→ Task requirements:
List every line in the rows below that contains the word "maroon", copying each line in full.

━━━━━ Extracted data ━━━━━

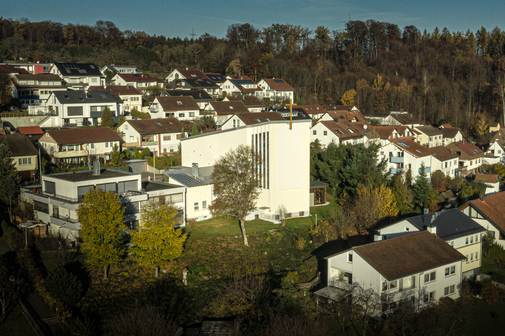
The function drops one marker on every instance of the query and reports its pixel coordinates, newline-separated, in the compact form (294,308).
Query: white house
(418,269)
(405,154)
(80,108)
(445,161)
(160,135)
(285,176)
(180,107)
(457,229)
(78,76)
(487,212)
(71,146)
(275,89)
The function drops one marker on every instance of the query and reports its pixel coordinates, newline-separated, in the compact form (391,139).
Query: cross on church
(290,114)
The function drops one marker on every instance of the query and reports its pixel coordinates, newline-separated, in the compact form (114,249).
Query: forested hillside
(440,76)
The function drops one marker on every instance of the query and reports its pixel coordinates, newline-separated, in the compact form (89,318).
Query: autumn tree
(156,242)
(236,183)
(107,119)
(101,216)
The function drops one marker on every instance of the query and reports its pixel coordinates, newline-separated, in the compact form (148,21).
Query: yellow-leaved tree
(157,242)
(102,223)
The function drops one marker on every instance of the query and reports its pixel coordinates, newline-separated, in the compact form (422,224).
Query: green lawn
(16,324)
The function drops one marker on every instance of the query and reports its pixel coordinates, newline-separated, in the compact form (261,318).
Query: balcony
(396,159)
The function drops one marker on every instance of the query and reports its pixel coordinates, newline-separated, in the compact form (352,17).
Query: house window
(450,270)
(428,277)
(449,290)
(25,161)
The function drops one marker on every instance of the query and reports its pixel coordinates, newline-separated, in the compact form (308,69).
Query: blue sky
(178,18)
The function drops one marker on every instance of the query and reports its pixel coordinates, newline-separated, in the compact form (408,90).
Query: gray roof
(81,97)
(450,223)
(186,178)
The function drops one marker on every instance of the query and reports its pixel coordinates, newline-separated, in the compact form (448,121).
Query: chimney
(432,229)
(194,171)
(96,167)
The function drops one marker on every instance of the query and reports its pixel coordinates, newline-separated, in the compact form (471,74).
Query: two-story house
(275,89)
(24,154)
(444,160)
(78,76)
(32,90)
(80,108)
(404,154)
(159,135)
(77,145)
(470,157)
(428,136)
(131,97)
(180,107)
(487,212)
(417,269)
(457,229)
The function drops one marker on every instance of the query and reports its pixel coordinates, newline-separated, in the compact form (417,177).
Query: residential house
(284,171)
(195,84)
(418,269)
(124,69)
(495,153)
(404,154)
(445,161)
(403,119)
(79,108)
(143,82)
(222,110)
(275,89)
(35,89)
(457,229)
(386,133)
(487,212)
(201,97)
(341,132)
(428,136)
(492,182)
(74,146)
(244,119)
(243,86)
(180,107)
(24,155)
(450,134)
(57,199)
(185,74)
(78,76)
(159,135)
(252,103)
(470,157)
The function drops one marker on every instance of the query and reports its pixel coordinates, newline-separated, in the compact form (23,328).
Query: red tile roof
(30,130)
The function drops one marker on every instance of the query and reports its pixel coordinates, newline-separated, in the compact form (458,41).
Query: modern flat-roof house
(180,107)
(32,90)
(78,76)
(418,268)
(24,154)
(159,135)
(453,226)
(56,201)
(487,212)
(285,176)
(71,146)
(79,108)
(131,97)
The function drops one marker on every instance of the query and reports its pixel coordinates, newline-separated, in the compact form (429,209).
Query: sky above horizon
(179,18)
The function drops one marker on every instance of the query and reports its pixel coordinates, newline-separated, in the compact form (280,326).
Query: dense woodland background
(440,76)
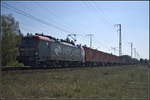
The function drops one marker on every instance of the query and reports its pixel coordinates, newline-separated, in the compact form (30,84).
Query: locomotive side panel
(64,52)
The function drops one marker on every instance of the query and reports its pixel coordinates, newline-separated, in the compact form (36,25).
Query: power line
(33,17)
(101,11)
(53,14)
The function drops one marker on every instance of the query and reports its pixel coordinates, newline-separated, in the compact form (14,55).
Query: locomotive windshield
(28,42)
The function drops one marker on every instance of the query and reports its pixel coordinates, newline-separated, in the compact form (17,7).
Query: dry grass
(97,82)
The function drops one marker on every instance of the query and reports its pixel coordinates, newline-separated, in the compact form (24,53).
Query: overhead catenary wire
(33,17)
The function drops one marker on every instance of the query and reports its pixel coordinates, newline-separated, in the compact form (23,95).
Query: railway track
(27,69)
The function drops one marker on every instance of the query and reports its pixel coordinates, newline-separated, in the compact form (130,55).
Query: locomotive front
(28,50)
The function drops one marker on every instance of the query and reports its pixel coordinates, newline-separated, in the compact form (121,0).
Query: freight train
(42,50)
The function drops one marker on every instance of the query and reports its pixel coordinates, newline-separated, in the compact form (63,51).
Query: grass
(97,82)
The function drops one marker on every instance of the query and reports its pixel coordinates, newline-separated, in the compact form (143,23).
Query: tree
(10,37)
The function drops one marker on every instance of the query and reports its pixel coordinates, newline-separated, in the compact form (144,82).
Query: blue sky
(89,17)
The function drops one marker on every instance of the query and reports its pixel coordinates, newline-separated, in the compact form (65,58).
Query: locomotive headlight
(36,53)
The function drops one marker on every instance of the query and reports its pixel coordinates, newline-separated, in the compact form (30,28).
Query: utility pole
(90,35)
(120,43)
(134,52)
(113,49)
(131,48)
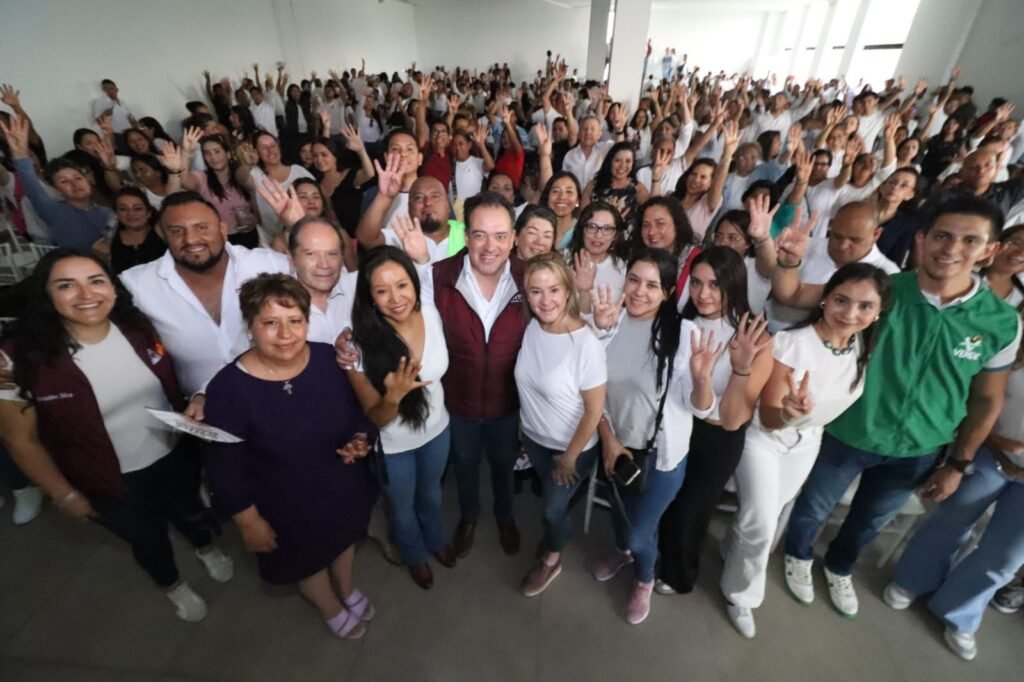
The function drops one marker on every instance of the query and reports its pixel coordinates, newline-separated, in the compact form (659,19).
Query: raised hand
(584,271)
(189,140)
(747,342)
(759,207)
(607,309)
(704,353)
(795,239)
(797,403)
(411,237)
(9,96)
(172,159)
(285,204)
(389,175)
(16,133)
(403,380)
(352,140)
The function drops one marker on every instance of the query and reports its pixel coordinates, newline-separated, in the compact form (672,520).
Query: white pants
(771,471)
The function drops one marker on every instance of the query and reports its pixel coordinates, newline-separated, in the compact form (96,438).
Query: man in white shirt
(263,112)
(314,251)
(121,116)
(852,239)
(190,294)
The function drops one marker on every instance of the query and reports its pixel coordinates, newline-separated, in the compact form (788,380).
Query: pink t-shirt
(230,208)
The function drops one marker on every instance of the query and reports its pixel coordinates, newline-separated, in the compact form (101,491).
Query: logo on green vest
(967,349)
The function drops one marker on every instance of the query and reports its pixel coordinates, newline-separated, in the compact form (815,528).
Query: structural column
(629,45)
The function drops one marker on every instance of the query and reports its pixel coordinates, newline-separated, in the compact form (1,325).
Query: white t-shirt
(124,388)
(551,373)
(268,219)
(398,436)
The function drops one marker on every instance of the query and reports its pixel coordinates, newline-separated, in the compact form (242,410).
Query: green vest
(920,373)
(457,237)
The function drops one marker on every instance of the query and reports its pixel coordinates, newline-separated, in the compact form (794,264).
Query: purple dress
(287,465)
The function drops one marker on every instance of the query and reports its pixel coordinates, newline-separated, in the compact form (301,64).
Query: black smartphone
(626,469)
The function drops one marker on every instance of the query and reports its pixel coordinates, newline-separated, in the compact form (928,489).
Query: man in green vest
(935,380)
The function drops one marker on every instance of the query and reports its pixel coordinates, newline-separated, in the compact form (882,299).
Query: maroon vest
(480,379)
(71,426)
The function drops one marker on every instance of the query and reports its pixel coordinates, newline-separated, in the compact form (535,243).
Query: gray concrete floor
(73,606)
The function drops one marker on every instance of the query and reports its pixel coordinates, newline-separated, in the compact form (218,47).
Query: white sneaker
(662,587)
(897,597)
(798,579)
(843,595)
(742,620)
(962,643)
(28,504)
(187,605)
(218,565)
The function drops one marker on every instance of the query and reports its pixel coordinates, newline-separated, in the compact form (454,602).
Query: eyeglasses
(593,227)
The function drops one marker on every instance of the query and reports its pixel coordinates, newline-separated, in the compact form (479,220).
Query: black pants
(714,456)
(165,493)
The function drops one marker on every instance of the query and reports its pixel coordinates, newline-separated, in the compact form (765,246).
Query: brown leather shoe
(463,541)
(508,536)
(446,556)
(422,576)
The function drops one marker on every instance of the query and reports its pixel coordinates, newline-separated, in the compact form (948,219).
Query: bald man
(797,287)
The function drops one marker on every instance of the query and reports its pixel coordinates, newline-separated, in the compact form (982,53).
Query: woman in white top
(749,233)
(86,364)
(398,383)
(596,253)
(263,163)
(651,357)
(560,374)
(962,590)
(818,373)
(717,304)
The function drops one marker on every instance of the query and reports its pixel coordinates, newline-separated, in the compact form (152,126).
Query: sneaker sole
(544,587)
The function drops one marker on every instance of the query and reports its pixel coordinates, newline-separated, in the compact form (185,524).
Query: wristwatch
(966,467)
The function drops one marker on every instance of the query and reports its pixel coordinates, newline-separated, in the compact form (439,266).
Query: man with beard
(192,293)
(428,204)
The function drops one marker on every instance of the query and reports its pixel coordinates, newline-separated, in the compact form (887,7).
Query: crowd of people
(369,280)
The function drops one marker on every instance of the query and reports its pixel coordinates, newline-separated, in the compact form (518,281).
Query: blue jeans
(415,488)
(556,498)
(470,439)
(962,592)
(636,529)
(886,484)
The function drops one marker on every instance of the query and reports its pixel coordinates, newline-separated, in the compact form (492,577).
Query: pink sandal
(346,625)
(359,606)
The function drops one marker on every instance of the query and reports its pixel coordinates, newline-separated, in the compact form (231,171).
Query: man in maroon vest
(477,294)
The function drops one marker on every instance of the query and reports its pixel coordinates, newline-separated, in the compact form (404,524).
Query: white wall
(476,35)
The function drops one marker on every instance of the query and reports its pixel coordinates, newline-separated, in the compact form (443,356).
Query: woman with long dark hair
(650,353)
(597,253)
(403,357)
(86,365)
(135,240)
(818,373)
(615,181)
(717,305)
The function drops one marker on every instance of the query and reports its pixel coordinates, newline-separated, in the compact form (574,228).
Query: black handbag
(646,459)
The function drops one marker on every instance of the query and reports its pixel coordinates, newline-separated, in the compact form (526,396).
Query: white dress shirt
(199,345)
(326,326)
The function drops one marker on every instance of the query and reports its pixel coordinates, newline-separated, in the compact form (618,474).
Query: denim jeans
(470,439)
(886,484)
(636,526)
(414,486)
(963,591)
(556,498)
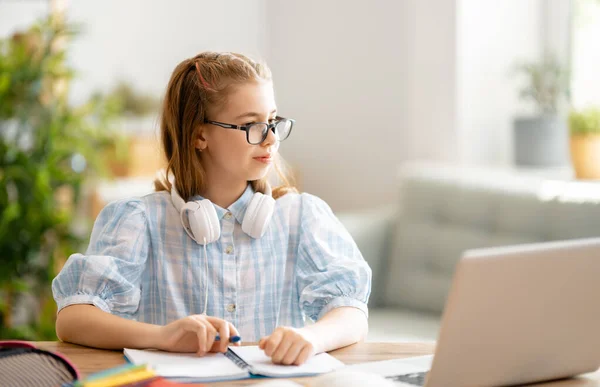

━━━━━

→ Final result:
Query: maroon vest
Query: man in maroon vest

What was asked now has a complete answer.